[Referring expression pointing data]
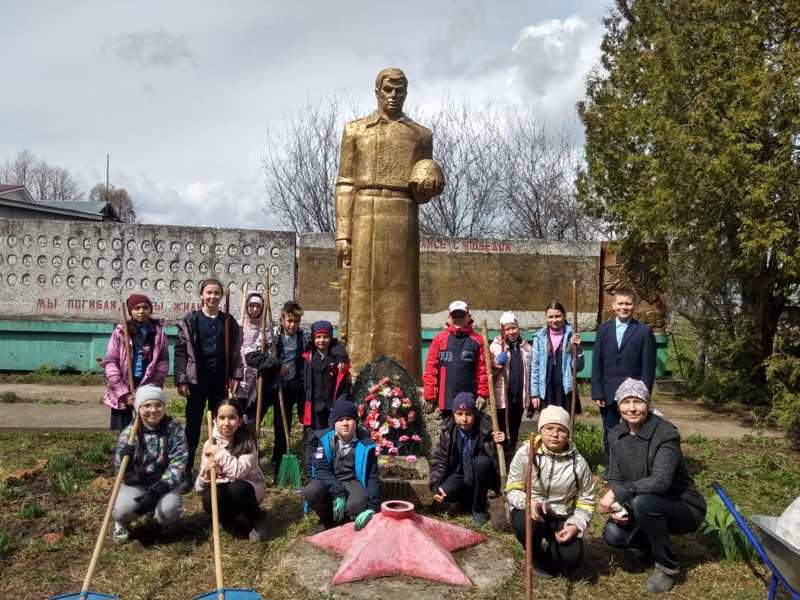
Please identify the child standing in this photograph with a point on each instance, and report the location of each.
(240, 482)
(327, 381)
(455, 363)
(246, 391)
(464, 464)
(156, 465)
(562, 495)
(200, 362)
(150, 359)
(345, 480)
(287, 369)
(551, 362)
(512, 358)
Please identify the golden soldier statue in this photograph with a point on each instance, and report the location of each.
(385, 171)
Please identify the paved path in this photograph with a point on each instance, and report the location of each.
(80, 407)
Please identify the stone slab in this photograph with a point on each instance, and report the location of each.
(56, 270)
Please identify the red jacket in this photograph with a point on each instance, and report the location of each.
(455, 363)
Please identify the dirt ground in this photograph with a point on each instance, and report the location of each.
(48, 406)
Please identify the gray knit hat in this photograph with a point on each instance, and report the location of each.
(632, 388)
(148, 392)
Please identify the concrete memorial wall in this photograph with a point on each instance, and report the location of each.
(69, 270)
(490, 275)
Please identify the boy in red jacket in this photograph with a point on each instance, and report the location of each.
(455, 363)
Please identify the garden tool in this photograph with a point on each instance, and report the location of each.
(221, 593)
(501, 457)
(528, 523)
(574, 354)
(262, 342)
(289, 469)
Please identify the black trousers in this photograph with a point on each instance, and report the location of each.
(293, 395)
(472, 498)
(316, 494)
(549, 554)
(652, 519)
(515, 411)
(610, 416)
(210, 388)
(233, 498)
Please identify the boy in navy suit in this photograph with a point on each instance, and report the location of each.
(623, 348)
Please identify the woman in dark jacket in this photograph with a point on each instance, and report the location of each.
(652, 494)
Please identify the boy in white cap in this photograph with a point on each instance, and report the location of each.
(511, 359)
(562, 495)
(156, 466)
(455, 363)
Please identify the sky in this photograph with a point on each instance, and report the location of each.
(182, 94)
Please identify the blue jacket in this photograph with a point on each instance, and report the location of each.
(538, 381)
(636, 357)
(366, 466)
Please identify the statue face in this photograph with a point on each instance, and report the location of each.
(391, 96)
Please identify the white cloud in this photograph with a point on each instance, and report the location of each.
(157, 48)
(549, 64)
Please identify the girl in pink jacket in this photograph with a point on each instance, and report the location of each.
(150, 359)
(240, 482)
(511, 357)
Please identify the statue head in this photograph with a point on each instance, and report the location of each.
(391, 87)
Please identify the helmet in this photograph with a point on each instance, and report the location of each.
(426, 170)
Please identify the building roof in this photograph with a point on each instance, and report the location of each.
(94, 211)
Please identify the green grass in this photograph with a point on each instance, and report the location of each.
(762, 476)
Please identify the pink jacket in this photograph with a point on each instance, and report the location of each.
(500, 374)
(116, 366)
(230, 468)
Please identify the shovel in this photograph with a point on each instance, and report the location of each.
(85, 594)
(221, 593)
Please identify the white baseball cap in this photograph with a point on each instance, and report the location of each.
(458, 305)
(507, 317)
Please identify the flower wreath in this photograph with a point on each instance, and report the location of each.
(388, 413)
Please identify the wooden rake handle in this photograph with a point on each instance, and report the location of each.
(215, 516)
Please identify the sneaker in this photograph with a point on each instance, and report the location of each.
(120, 532)
(660, 582)
(187, 485)
(480, 518)
(542, 574)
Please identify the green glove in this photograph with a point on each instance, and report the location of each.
(338, 508)
(363, 518)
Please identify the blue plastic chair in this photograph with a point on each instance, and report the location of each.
(777, 576)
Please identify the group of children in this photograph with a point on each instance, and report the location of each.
(220, 363)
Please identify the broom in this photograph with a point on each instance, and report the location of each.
(289, 469)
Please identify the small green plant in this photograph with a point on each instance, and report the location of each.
(101, 453)
(696, 439)
(6, 542)
(728, 538)
(10, 492)
(66, 474)
(65, 483)
(588, 438)
(33, 510)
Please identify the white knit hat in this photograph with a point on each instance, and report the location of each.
(507, 317)
(632, 388)
(554, 415)
(148, 392)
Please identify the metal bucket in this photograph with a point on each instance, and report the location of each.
(783, 555)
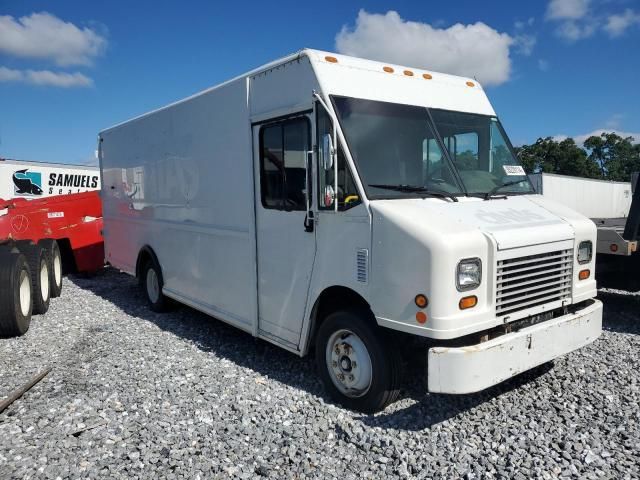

TASK DETAILS:
Reproduce each line of the records exactly, omitting any picture.

RESPONSE:
Please identify the child standing in this photograph with a point on each instance, and report the location of each.
(240, 482)
(327, 381)
(455, 363)
(246, 391)
(464, 464)
(156, 465)
(562, 495)
(200, 362)
(150, 359)
(345, 480)
(287, 369)
(551, 362)
(512, 358)
Please identify the golden soldier statue in this photograph with a point on each instance, and report the location of each.
(385, 171)
Please identify the paved path in this photograph with a point on each instance, and report the location of each.
(80, 407)
Please identify the stone slab in this photograph with a point on each instance, and report the location of each.
(56, 270)
Please identify the red jacket in this photograph with a point on each instance, and report the location of each.
(455, 363)
Please identify the dirt ground in this photograph with a point on each instance, and report the location of each.
(48, 406)
Please identify the gray knit hat in this photograph with a point on each instance, and report the location of each.
(632, 388)
(148, 392)
Please identify the concrete memorial wall in this photograph with a point on each instance, and report the location of each.
(69, 270)
(490, 275)
Please identify the boy in red jacket in this photograph with a point on each instance, and report the location of each.
(455, 363)
Please identify the garden tool in this photograph with a point on each instance, and report the location of each.
(221, 593)
(501, 457)
(528, 523)
(574, 354)
(262, 342)
(289, 469)
Please identify the black trousers in this photograph with a point on each instance, and report the location of each.
(293, 395)
(472, 498)
(316, 494)
(549, 554)
(652, 519)
(515, 411)
(610, 416)
(210, 388)
(233, 498)
Please identify the boy in navy suit in this photograph with a point on each instance, and report the location of each.
(623, 348)
Please identify the woman in dark jacket in this photograph with a point on each instance, and report the location of each.
(652, 494)
Please identify the boy in white cap in this photograph with a point on each instance, and report the location of each.
(511, 359)
(562, 495)
(156, 466)
(455, 363)
Please identify the sky in this photograph with a point on each instance, and report the location of each.
(182, 94)
Please identify the blue jacket in this photograph with a point on each instance, and report the location of each.
(538, 381)
(636, 357)
(366, 466)
Please identify the statue face in this photograph with a point on each instance, and report the location of each.
(391, 96)
Please identify the white cloud in this photograph with a point on each instance, and report the location of each.
(157, 48)
(549, 64)
Please identify the girl in pink jacket in this photograph with a point on each instance, and report the location of each.
(150, 359)
(240, 482)
(511, 357)
Please identify the statue head in this photograph with a point on each instance, and report the location of each.
(391, 87)
Please identify the helmet in this photograph with a point on each instance, and report the location of each.
(426, 170)
Please identify the building roof in this photograph with a point on each instance, and report the location of each.
(94, 211)
Please identify the green grass in this photograph with a point on each instance, and report the location of each.
(762, 476)
Please identify the pink jacket in this photograph with a point on each instance, and report the location of each.
(500, 374)
(116, 366)
(230, 468)
Please identify the shovel in this photograph with a point on each instance, and report the location of each.
(85, 594)
(221, 593)
Please identify the white baseball cap in this photograph with a point on each instance, and report the location of each.
(458, 305)
(507, 317)
Please identify the flower wreath in this photograph with a point on each instance, and report the location of each.
(388, 413)
Please identify the wooden rake handle in this photograph with a point on each instance, and report the location of each.
(215, 516)
Please identify the sneaker in this photograph with a point on each instance, and report the location of each.
(120, 532)
(660, 582)
(187, 485)
(480, 518)
(542, 574)
Please identify the green glove in this photograph with a point on each instance, and report the location of each.
(338, 508)
(363, 518)
Please identify the blue plastic chair in this photograph with a point on each instance, and report the location of each.
(777, 576)
Please identify the group of children in this photograph with a point on each instance, and report the location of each.
(220, 363)
Please identify the broom in this photograph with a point on each instance, and report the location of each.
(289, 469)
Please identify the small green plant in this photograph with a point on each instance, and report the location of each.
(101, 453)
(696, 439)
(6, 542)
(728, 538)
(10, 492)
(66, 474)
(65, 483)
(588, 438)
(33, 510)
Please identify the white knit hat in this photograph with a point on each instance, and report the location of each.
(507, 317)
(632, 388)
(554, 415)
(148, 392)
Please identify the metal bucket in this photograph with a point on each instance, and report the location of each.
(783, 555)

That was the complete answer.